* **What you will do**: The records that appear below are to be restated word for word.

* **Dataset content**:
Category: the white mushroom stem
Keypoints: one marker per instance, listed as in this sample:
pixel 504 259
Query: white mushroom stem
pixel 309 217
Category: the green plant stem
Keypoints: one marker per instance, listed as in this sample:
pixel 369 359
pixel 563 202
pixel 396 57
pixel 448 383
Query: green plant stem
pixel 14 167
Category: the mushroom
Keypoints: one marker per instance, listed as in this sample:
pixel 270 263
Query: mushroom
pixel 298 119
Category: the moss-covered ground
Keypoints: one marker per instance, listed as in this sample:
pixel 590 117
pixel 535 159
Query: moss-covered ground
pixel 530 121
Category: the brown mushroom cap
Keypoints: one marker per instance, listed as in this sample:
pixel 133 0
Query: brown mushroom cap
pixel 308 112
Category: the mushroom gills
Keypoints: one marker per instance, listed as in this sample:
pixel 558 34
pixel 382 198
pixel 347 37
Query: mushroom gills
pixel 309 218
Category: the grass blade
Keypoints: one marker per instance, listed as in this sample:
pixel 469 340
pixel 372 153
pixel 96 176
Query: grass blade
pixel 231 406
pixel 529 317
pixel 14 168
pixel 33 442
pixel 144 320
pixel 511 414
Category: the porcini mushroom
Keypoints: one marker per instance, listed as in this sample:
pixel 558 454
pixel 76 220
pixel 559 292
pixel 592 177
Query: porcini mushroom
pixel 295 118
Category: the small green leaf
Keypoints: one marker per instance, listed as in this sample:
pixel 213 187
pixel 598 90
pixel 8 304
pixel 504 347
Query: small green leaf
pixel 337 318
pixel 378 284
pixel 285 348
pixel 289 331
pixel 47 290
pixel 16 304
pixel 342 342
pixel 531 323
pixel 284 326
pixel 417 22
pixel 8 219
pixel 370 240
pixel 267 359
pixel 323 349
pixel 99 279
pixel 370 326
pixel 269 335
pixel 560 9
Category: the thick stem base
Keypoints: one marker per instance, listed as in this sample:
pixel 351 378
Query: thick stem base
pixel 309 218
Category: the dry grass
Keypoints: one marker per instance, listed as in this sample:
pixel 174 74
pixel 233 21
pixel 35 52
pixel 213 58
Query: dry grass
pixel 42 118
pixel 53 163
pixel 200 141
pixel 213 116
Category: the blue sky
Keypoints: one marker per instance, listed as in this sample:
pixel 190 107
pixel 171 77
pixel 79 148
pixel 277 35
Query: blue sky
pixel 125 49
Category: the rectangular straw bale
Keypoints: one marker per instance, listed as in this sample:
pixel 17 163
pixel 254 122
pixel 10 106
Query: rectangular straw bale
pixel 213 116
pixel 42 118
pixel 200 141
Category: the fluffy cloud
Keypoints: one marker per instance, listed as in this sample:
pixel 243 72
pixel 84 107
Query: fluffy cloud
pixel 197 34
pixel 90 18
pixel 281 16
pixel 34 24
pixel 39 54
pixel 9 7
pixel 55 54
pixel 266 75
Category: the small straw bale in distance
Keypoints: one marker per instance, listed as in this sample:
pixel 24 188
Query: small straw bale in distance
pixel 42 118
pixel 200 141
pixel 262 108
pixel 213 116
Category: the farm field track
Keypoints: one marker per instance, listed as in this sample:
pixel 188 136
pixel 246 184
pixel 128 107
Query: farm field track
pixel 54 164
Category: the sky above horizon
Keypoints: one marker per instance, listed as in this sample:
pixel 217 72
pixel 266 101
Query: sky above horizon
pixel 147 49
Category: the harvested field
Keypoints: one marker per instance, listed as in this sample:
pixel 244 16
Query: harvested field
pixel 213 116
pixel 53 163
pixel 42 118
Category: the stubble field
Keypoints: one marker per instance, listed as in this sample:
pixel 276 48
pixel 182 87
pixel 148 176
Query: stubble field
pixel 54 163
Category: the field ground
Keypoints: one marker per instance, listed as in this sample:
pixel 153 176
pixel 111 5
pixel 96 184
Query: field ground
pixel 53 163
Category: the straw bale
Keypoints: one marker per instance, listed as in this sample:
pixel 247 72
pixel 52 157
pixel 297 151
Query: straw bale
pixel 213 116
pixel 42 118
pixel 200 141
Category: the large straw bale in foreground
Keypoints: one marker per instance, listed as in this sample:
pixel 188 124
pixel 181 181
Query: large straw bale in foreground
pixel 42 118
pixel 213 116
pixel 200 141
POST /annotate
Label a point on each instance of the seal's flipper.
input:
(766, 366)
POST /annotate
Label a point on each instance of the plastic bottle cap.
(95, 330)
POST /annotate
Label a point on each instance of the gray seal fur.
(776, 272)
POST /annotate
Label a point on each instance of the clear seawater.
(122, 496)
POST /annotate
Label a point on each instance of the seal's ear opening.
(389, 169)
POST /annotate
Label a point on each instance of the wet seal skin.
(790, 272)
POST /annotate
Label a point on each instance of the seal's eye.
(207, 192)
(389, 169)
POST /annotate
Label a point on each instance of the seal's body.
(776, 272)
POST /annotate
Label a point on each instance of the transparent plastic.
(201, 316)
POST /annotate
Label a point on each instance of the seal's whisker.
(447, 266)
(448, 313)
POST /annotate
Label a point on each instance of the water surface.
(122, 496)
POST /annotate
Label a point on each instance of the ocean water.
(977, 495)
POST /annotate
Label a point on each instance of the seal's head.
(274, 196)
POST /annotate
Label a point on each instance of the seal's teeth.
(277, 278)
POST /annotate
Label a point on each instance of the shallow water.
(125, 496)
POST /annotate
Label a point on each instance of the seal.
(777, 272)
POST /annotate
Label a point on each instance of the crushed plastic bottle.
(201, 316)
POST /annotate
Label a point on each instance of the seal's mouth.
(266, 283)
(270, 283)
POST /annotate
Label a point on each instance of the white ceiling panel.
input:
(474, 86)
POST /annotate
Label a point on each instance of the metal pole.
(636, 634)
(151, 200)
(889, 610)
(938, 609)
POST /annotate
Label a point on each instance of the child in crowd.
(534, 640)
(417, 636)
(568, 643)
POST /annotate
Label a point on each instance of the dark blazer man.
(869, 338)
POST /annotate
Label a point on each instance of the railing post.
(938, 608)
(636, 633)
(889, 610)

* **Finished task**:
Category: the white mushroom stem
Keypoints: one marker per instance, listed as in this sample:
pixel 504 259
Query: white mushroom stem
pixel 309 217
Category: the green plant stem
Keypoints: one marker per instance, listed as in this sample:
pixel 369 359
pixel 563 202
pixel 396 57
pixel 448 383
Query: green plant stem
pixel 14 167
Category: the mushroom
Keypoints: one marker per instance, listed as in this sample:
pixel 270 263
Query: mushroom
pixel 298 119
Category: the moss-covered ground
Keypoints: one marker per instance, listed as in this sample:
pixel 590 117
pixel 535 159
Query: moss-covered ground
pixel 530 121
Category: the brown mushroom cap
Keypoints: one marker per instance, listed as in this sample:
pixel 133 0
Query: brown mushroom cap
pixel 308 112
Category: the mushroom gills
Keypoints: one marker per instance, listed as in this sample:
pixel 558 34
pixel 382 198
pixel 347 37
Query: mushroom gills
pixel 309 218
Category: the grass blade
Keypoints: one marker per instance, listed as in this sample:
pixel 469 340
pixel 372 153
pixel 96 176
Query: grass blade
pixel 231 406
pixel 529 317
pixel 14 168
pixel 33 442
pixel 144 320
pixel 511 414
Category: the porcini mushroom
Keypoints: one marker per instance, listed as in this sample:
pixel 558 454
pixel 76 220
pixel 559 292
pixel 592 177
Query: porcini mushroom
pixel 295 118
Category: the small green leaf
Keypoints: one marker per instance, listed as in this sample:
pixel 213 187
pixel 598 90
pixel 8 304
pixel 504 347
Query: small green leaf
pixel 337 318
pixel 378 284
pixel 285 348
pixel 289 331
pixel 47 290
pixel 16 304
pixel 342 342
pixel 531 323
pixel 284 326
pixel 417 22
pixel 8 219
pixel 370 240
pixel 267 359
pixel 323 349
pixel 99 279
pixel 370 326
pixel 269 335
pixel 560 9
Category: the thick stem base
Keypoints: one marker per instance, listed as in this sample:
pixel 351 378
Query: thick stem base
pixel 309 218
Category: the dry grass
Keypoints: one marker per instance, listed as in this sample:
pixel 174 74
pixel 233 21
pixel 35 52
pixel 213 58
Query: dry grass
pixel 42 118
pixel 53 163
pixel 200 141
pixel 213 116
Category: the blue sky
Keypoints: one marker per instance, listed as in this sample:
pixel 190 107
pixel 171 77
pixel 79 148
pixel 277 35
Query: blue sky
pixel 125 49
Category: the rectangular straw bale
Keypoints: one marker per instance, listed as in this sample:
pixel 17 163
pixel 254 122
pixel 10 106
Query: rectangular straw bale
pixel 213 116
pixel 42 118
pixel 200 141
Category: the fluffy cloud
Keypoints: one marker per instance, listed as in this sample:
pixel 243 72
pixel 84 107
Query: fluffy cloud
pixel 197 34
pixel 90 18
pixel 281 16
pixel 34 24
pixel 39 54
pixel 9 7
pixel 55 54
pixel 266 75
Category: the small straw bale in distance
Keypoints: one marker per instance, listed as in this sample:
pixel 24 188
Query: small straw bale in distance
pixel 42 118
pixel 200 141
pixel 262 108
pixel 213 116
Category: the farm field track
Keypoints: one marker per instance, listed as in this sample:
pixel 188 136
pixel 246 184
pixel 128 107
Query: farm field track
pixel 54 164
Category: the sky above horizon
Keypoints: one marker per instance, listed as in this sample:
pixel 217 72
pixel 266 101
Query: sky above horizon
pixel 147 49
Category: the harvested field
Keypoints: one marker per instance, listed as in this sample:
pixel 244 16
Query: harvested field
pixel 213 116
pixel 53 163
pixel 42 118
Category: the stubble field
Keypoints: one marker per instance, listed as in this sample:
pixel 276 48
pixel 182 87
pixel 148 176
Query: stubble field
pixel 54 163
Category: the field ground
Keypoints: one marker per instance, listed as in this sample:
pixel 153 176
pixel 111 5
pixel 96 184
Query: field ground
pixel 53 163
Category: the straw bale
Keypoints: one marker per instance, listed as in this sample:
pixel 247 72
pixel 52 157
pixel 297 151
Query: straw bale
pixel 213 116
pixel 42 118
pixel 200 141
Category: the large straw bale in foreground
Keypoints: one marker per instance, listed as in this sample:
pixel 188 124
pixel 181 181
Query: large straw bale in foreground
pixel 42 118
pixel 213 116
pixel 200 141
POST /annotate
Label a point on each instance of the seal's flipper.
input:
(766, 366)
POST /annotate
Label a point on each instance of the plastic bottle cap.
(95, 330)
POST /annotate
Label a point on each instance of the gray seal fur.
(776, 272)
POST /annotate
Label a point on each instance of the clear seawater.
(122, 496)
POST /annotate
Label a point on each instance of the seal's ear opening.
(389, 169)
POST /annotate
Label a point on each instance of the wet seal skin.
(790, 272)
POST /annotate
Label a point on each instance of the seal's eye.
(207, 192)
(389, 169)
POST /annotate
Label a point on each instance of the seal's body.
(776, 272)
POST /annotate
Label a point on each instance of the transparent plastic.
(201, 316)
POST /annotate
Label a point on each instance of the seal's whisker.
(447, 266)
(448, 313)
POST /annotate
Label a point on each instance of the water surface.
(122, 496)
POST /annotate
Label a point on each instance of the ocean water.
(977, 495)
POST /annotate
Label a point on each instance of the seal's head.
(274, 196)
POST /annotate
Label a point on each instance of the seal's teeth.
(277, 278)
POST /annotate
Label a point on each instance of the shallow water.
(125, 496)
POST /annotate
Label a point on each instance of the seal.
(777, 272)
POST /annotate
Label a point on each instance of the crushed plastic bottle.
(201, 316)
POST /annotate
Label a point on each instance of the seal's mouth.
(266, 283)
(270, 283)
POST /annotate
Label a point on each instance of the white ceiling panel.
input:
(474, 86)
POST /annotate
Label a point on each instance of the metal pole.
(636, 634)
(151, 200)
(889, 610)
(938, 609)
POST /annotate
Label a point on each instance of the child in crowd.
(534, 640)
(417, 636)
(568, 643)
POST /annotate
Label a point on each instance of the dark blazer man.
(869, 338)
POST /annotate
Label a point on each instance of the railing post.
(938, 608)
(636, 633)
(889, 610)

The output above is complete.